--- Supplied material ---
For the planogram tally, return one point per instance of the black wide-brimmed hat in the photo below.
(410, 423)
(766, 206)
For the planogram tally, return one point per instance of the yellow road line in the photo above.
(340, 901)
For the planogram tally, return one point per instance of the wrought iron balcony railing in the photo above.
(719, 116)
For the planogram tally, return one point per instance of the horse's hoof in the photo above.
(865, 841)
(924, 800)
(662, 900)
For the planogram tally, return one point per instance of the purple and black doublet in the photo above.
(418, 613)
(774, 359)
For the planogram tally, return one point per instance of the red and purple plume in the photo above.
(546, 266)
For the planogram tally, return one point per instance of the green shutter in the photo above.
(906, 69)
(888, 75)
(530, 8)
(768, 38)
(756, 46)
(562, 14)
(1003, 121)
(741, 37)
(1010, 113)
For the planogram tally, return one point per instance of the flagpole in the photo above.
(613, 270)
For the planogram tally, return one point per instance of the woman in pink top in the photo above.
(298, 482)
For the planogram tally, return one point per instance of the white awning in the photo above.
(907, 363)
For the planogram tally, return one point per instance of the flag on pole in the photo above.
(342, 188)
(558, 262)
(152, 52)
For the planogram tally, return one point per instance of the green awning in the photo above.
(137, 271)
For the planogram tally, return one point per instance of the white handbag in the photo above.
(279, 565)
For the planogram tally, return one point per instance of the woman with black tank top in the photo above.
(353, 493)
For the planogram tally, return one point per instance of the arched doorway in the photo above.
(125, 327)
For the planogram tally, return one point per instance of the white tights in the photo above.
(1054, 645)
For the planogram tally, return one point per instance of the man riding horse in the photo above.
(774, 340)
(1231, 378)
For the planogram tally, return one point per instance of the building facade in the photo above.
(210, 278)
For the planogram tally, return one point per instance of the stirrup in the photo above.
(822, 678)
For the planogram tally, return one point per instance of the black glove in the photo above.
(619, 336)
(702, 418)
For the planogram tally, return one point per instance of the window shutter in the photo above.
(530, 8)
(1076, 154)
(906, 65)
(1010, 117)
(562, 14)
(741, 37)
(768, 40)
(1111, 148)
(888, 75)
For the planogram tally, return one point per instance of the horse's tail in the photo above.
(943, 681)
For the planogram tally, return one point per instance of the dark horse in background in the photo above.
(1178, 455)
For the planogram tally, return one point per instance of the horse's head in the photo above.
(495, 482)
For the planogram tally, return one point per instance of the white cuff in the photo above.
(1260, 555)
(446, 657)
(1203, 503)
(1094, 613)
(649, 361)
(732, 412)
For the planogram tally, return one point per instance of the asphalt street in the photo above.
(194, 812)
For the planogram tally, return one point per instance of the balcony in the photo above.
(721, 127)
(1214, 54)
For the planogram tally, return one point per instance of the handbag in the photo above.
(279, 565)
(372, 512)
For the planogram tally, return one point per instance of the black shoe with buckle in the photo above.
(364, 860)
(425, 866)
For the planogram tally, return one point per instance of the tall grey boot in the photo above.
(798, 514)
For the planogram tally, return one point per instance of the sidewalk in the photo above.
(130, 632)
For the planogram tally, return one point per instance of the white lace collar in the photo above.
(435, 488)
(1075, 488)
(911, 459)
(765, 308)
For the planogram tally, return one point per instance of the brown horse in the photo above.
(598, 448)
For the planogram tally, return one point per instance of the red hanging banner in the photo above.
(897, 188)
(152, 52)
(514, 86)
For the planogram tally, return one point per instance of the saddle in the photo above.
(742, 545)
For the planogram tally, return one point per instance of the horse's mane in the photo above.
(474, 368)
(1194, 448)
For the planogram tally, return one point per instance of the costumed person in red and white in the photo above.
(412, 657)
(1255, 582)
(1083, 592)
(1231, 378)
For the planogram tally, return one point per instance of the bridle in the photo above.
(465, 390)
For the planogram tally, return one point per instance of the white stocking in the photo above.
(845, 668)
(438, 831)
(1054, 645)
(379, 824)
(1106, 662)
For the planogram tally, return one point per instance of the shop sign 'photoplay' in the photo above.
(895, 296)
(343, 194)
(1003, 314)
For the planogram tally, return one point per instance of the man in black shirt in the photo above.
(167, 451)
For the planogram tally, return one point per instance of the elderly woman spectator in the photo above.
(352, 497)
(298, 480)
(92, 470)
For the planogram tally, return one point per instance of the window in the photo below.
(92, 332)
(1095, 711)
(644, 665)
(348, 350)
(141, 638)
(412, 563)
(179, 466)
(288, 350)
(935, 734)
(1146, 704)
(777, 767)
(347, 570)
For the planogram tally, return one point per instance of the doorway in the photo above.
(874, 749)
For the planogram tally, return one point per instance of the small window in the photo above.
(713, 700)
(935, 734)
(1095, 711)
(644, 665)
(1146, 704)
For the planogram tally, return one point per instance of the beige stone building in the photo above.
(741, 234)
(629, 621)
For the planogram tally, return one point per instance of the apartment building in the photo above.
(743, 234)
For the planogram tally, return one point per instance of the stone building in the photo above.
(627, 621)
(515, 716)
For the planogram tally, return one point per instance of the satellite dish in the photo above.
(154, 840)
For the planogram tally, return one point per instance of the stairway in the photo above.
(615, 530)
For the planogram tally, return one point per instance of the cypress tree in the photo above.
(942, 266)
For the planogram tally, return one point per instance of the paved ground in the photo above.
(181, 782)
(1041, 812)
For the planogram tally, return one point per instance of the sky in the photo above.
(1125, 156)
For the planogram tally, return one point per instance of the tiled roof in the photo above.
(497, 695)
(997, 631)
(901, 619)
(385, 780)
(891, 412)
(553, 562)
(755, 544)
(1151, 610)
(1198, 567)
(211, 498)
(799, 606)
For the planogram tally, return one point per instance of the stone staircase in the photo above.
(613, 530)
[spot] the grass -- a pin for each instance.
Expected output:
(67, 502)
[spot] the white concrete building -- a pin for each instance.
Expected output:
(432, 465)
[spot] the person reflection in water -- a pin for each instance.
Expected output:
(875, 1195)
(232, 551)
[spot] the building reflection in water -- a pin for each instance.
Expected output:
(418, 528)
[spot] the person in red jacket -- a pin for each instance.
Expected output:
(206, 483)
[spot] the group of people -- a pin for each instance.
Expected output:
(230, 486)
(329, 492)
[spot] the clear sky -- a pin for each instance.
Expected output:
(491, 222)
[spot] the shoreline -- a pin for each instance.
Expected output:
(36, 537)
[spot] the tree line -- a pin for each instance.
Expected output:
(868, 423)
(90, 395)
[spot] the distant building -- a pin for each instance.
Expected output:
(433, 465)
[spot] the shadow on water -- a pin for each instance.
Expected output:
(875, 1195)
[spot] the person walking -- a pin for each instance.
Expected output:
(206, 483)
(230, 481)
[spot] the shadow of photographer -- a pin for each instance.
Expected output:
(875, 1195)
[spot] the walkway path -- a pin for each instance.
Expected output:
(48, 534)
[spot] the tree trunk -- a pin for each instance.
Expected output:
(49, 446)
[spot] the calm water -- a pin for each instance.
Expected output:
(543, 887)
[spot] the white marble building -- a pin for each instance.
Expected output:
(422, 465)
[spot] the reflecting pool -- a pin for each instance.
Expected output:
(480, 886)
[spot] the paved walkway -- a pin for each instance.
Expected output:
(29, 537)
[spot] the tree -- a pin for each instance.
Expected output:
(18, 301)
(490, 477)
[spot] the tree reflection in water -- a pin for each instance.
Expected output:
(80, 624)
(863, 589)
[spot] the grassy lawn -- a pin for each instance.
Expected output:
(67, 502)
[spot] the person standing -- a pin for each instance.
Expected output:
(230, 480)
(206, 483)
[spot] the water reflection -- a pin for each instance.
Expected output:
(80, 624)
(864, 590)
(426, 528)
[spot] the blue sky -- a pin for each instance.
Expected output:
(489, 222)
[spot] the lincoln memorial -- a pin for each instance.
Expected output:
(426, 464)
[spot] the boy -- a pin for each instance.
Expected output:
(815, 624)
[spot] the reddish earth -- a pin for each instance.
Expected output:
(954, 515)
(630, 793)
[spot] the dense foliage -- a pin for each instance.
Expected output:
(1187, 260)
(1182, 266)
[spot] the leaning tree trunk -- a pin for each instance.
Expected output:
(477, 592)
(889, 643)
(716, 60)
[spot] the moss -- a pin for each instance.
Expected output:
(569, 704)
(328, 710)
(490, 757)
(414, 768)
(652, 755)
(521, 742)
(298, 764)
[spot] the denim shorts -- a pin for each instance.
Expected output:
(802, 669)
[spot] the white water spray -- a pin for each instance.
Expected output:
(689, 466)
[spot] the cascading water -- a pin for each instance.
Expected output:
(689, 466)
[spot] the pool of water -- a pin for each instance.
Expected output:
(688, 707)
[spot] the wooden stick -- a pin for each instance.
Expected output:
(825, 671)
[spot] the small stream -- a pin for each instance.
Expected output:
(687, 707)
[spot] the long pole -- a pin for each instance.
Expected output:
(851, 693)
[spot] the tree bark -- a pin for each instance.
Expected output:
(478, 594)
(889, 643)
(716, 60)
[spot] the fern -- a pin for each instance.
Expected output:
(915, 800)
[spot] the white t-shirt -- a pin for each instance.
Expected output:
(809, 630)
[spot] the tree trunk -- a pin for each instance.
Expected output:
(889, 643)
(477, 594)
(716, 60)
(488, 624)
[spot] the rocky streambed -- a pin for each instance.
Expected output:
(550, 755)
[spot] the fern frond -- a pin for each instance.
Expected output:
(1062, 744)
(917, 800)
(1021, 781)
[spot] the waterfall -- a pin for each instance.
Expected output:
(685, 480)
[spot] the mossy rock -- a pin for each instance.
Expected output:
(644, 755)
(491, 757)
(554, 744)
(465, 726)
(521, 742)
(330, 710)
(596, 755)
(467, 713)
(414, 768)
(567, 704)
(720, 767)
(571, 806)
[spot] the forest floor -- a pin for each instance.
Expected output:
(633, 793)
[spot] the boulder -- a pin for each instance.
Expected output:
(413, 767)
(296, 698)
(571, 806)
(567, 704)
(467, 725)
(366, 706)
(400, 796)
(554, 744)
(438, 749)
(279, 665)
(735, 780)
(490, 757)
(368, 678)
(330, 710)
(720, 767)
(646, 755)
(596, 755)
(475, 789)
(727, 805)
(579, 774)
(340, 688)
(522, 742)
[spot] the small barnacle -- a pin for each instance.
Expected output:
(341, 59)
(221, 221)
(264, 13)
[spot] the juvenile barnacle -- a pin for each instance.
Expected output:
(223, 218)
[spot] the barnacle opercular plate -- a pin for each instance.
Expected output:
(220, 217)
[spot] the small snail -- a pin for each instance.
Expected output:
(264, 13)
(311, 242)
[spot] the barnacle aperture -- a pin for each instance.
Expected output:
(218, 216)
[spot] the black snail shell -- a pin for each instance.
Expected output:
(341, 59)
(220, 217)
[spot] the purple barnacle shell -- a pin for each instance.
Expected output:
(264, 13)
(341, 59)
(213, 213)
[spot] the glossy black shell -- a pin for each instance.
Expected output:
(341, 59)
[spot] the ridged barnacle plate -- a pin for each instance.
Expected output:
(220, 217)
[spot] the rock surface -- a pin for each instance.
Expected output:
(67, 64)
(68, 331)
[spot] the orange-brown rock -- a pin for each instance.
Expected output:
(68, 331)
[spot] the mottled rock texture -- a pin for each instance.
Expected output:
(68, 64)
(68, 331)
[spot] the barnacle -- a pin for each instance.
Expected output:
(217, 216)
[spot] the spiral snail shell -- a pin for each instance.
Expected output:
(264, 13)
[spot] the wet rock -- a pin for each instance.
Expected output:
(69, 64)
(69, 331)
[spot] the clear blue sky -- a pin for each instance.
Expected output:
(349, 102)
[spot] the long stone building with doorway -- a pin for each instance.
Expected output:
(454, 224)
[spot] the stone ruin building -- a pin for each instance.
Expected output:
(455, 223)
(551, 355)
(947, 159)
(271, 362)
---
Reproduce the lines above without any change, beginning at the line that contains "[spot] the clear blue" and continuing through the final line.

Right answer
[spot] the clear blue sky -- a pin for each instance.
Expected output:
(349, 102)
[spot] the long stone building with doorway -- a pin for each instance.
Expected output:
(454, 224)
[spot] the stone ruin building -- a pin for each instance.
Expected output:
(455, 223)
(551, 355)
(947, 159)
(271, 362)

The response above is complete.